■ **Sobre a tarefa**:
Responda com base no texto sobre o projeto de intervenção urbana:
(a) Qual é o lema da 6ª Bienal do Mercosul citado como tema inspirador?
(b) Para qual disciplina a tarefa que deu origem ao projeto deveria ser realizada?
(c) Que nome o autor deu ao projeto filosófico-poético-artístico?

■ **Documento de origem**:
——————————

Caixa de Pandora

quarta-feira, 21 de abril de 2010

Paisagem Urbana_projeto


Projeto e pequena ação demosntrativa


"As perguntas são mais importantes que as respostas"


A Educação deve ser um processo de construção de conhecimento
ao qual acorrem, em condição de complementaridade,
por um lado, os alunos e professores e,
por outro, os problemas sociais atuais e o conhecimento já construído
("acervo cultural da Humanidade").”¹ (BECKER)

A proposta de atividade que apresento é um Projeto de Intervenção Urbana Coletiva que tem como tema inspirador o lema da 6ª Bienal do Mercosul “A arte não responde, pergunta”.


Apresentação do projeto e objetivos:


O Projeto de Intervenção na Paisagem Urbana foi pensado a partir de uma provocação, uma tarefa a ser realizada para a disciplina de Processos e Linguagens Tridimensionais, e que deveria necessariamente envolver nossos alunos nas escolas em que trabalhamos.


A primeira questão foi descobrir qual a motivação de nossos alunos e que tipo de intervenção faria sentido no momento-espaço que estamos vivendo atualmente. Após várias idéias, uma constante inquietação do mundo atual foi decisiva para a decisão pelo projeto: estamos questionando as coisas que nos são impostas diariamente? Por que o ser humano tem a falsa impressão de ter certezas absolutas sobre determinadas coisas? Por que questionamos tão pouco o que nos cerca? Onde foi parar nossa curiosidade? Onde estão as perguntas?


Chamei a esse projeto filosófico-poético-artístico de “As perguntas são mais importantes do que as respostas” por considerar que esse é o cerne da questão: estamos muito acomodados, fazendo coisas como autômatos, sem questionar, sem pensar, sem refletir e pior, sem duvidar. Penso que a arte pode nos servir como espaço-tempo de questionamento e reflexão.

A idéia é fazer com que as pessoas parem por um segundo e pensem. Duvidem das coisas que são ditas. Desconfiem do que veem. Passem a fazer perguntas sobre tudo. Fiquem atordoadas. Bombardeadas de dúvidas.

——————————

■ **Trecho dos dados**:
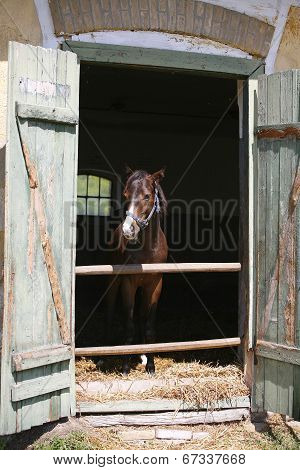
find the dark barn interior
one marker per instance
(147, 119)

——————————

■ **Resposta do exercício**:
(a) “A arte não responde, pergunta”.
(b) Processos e Linguagens Tridimensionais.
(c) “As perguntas são mais importantes do que as respostas”.